◆ Selected text:
— begin —
We finally evened the score.
I wasn’t planning to write another farm report tonight, but the hogs apparently decided the chickens have been getting too much press coverage lately and decided to pull a P.R. stunt to get themselves on the front page.
Chareva carts the girls off to dance classes on Mondays after school, so I volunteered to make tonight’s dinner and have it ready when they got home. I finished my programming work around 5:00 and went down to the kitchen to see what ingredients we have on hand. As I was nosing around in the fridge, the dogs started raising a ruckus and barking like crazy. I’m not fluent in canine, but I believed I recognized the phrases from a previous incident where Chareva served as interpreter.
As near as I could tell, the dogs were yelling, “Hey! Hey, you pigs! HEY, STOP THAT! HEY-HEY-HEY-HEY-HEY-HEY-HEY!!!”
So I looked out the kitchen window, and sure enough, the hogs were busy exploring the area near Chareva’s spring project. They seemed especially interested in the wood-chip pile.
I called Chareva on her cell phone and explained the situation. She’s a much more experienced pig-wrangler than I am – meaning she coaxed them into their pen once – so I asked for advice.
— end —
◆ Work instructions:
1 – Reproduce the section of the hog story that begins with the words containing "So I looked" and ends with "the wood-chip pile.".
2 – Write what comes next in the hog story, picking up after its final sentence.

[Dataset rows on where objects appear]
— begin —
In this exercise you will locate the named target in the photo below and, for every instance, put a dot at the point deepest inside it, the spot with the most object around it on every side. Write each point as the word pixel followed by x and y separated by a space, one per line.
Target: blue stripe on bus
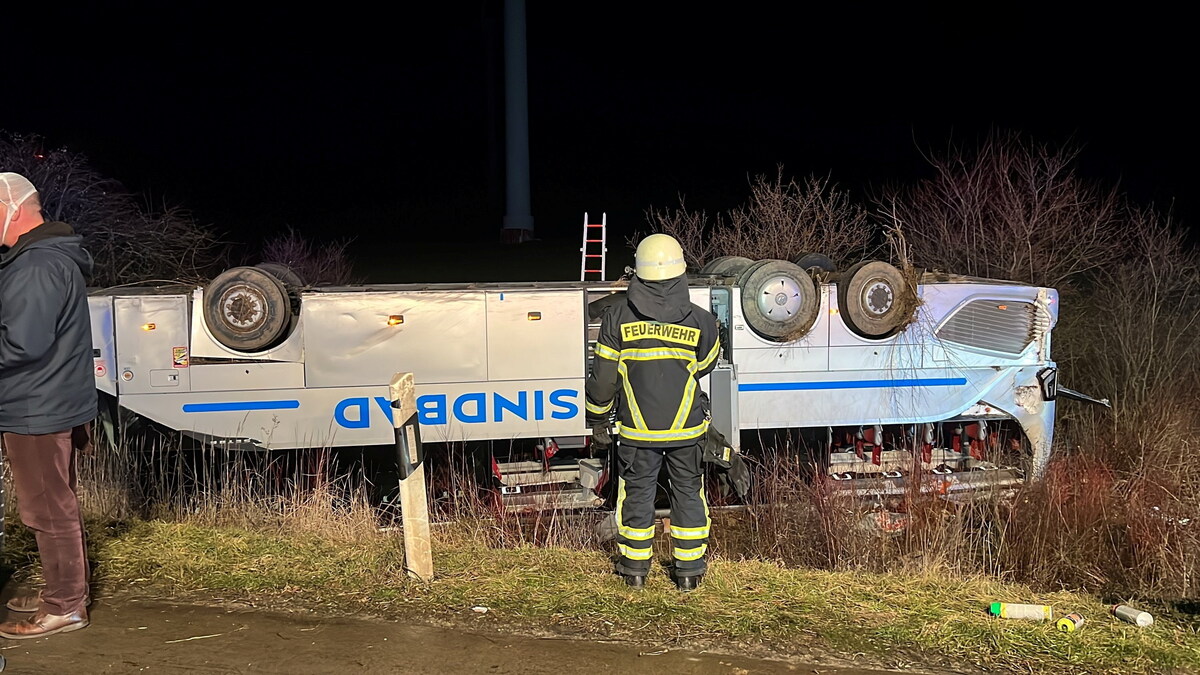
pixel 851 384
pixel 238 406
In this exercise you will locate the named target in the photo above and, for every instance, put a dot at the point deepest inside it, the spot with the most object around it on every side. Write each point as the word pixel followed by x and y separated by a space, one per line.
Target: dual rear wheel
pixel 780 299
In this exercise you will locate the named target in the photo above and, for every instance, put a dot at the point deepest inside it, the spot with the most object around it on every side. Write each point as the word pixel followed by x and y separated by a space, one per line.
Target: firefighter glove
pixel 600 435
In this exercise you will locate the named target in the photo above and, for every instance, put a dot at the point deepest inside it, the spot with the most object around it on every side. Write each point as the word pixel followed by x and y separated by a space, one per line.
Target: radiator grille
pixel 1000 326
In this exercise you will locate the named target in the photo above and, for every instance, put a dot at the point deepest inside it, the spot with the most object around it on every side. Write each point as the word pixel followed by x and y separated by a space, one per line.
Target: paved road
pixel 131 635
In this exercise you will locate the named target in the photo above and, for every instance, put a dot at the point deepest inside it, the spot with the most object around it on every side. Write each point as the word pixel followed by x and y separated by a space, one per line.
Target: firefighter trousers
pixel 636 487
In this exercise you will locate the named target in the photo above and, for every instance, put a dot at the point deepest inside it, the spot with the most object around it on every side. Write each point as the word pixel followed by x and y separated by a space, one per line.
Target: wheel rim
pixel 879 297
pixel 780 299
pixel 243 309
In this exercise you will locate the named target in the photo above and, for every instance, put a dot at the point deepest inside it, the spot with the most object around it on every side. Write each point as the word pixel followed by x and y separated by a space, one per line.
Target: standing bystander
pixel 47 399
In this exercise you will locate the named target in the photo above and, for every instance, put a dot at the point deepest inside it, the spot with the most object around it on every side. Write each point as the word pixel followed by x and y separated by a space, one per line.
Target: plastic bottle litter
pixel 1071 622
pixel 1132 615
pixel 1014 610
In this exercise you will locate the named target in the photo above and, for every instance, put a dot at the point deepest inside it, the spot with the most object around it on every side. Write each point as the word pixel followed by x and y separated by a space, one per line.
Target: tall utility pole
pixel 519 213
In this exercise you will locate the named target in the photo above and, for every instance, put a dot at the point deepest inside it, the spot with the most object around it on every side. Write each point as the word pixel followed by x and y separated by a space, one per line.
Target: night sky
pixel 348 120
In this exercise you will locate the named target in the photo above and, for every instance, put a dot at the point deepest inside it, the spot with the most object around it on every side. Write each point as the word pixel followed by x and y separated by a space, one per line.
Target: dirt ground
pixel 139 635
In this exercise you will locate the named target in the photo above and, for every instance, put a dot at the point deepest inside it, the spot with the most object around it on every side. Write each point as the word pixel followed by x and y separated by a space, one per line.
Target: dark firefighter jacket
pixel 46 365
pixel 653 350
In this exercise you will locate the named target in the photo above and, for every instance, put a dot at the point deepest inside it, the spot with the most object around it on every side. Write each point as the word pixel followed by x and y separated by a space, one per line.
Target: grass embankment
pixel 894 620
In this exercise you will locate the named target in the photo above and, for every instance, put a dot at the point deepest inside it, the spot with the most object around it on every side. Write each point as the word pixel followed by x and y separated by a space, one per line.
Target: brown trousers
pixel 43 477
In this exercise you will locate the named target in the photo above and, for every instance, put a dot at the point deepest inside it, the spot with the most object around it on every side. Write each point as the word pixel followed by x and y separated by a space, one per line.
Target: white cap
pixel 15 189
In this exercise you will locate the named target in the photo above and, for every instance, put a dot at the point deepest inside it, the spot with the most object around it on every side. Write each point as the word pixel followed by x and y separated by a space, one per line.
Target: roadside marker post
pixel 413 494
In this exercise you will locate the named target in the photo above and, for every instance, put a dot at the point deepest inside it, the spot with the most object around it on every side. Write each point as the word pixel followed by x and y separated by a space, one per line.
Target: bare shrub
pixel 783 219
pixel 1009 209
pixel 693 230
pixel 317 263
pixel 130 240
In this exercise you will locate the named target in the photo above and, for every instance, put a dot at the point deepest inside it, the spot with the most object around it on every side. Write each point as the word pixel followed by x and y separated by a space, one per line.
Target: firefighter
pixel 651 353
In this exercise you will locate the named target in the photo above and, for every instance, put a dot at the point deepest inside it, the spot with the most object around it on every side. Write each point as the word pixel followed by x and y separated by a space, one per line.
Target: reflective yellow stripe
pixel 637 533
pixel 712 356
pixel 621 497
pixel 636 554
pixel 606 352
pixel 691 554
pixel 689 532
pixel 667 435
pixel 598 410
pixel 689 395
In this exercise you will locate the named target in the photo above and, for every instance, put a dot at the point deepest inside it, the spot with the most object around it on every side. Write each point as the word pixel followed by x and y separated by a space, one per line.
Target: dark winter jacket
pixel 46 363
pixel 653 350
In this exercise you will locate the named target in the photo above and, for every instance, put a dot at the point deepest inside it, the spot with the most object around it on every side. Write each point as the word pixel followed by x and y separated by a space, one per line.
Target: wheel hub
pixel 780 299
pixel 879 297
pixel 243 308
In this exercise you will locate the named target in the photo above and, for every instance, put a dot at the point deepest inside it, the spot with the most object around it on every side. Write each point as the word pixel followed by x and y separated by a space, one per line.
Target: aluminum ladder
pixel 593 243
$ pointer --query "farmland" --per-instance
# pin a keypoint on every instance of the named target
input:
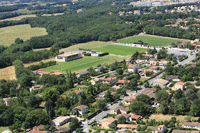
— end —
◆ Results:
1 –
So I looked out the kitchen window, and sure enough, the hogs were busy exploring the area near Chareva’s spring project. They seemed especially interested in the wood-chip pile.

2 –
“You might get them back into the pen if you fill up the water pan. But frankly, I have no faith whatsoever in your ability to handle the hogs, and I’m reasonably sure if I leave it up to you, this whole incident will end in disaster,” she explained. “So I’d better take care of it. In the meantime, try to stay out of the way and don’t do anything to make the situation worse.”
Actually, her exact words were “Try filling the water pan. I’ll get the girls and come home,” but I interpreted. I don’t speak canine, but I’m fluent in Wife.
I went out back and used a hose to fill the water pan in their pen. I didn’t make an attempt to chase the hogs for fear they’d bolt into the forest. Once the female got a whiff of the fresh water, she wandered towards the pen, but then decided she wanted to explore that big, long hill that leads down to the creek. I had visions of her jumping into the creek and then following the water flow to another county.
So I grabbed a spindly pine branch as a makeshift pig-whip and made a big circle around her to avoid spooking her by chasing her directly from behind. Once I got downhill of her, I turned and faced her, like a linebacker determined to stop a run between the tackles.
Maybe linebackers should be allowed to carry pig-whips. I didn’t hit her hard, but I certainly put more snap into the pig-whip than my girls did back during our failed attempt to coax the hogs into a trailer. (That game ended with a score of Hogs 2, Humans 0.) The hog squealed and snorted at me in protest, but she stopped the downhill run and waddled back in the general direction of the pig pen.
I had already opened the gate in case the hogs decided to do me a favor and wander back into the pen on their own. As I bumped her along with the makeshift pig-whip, the female headed towards the pen, then turned back towards the wood-chip pile. So I gave her a couple of whaps on the shoulder and a couple more on the future hams. Sure enough, she veered towards the open gate and wandered into the pen. Then she plopped herself down into some mud.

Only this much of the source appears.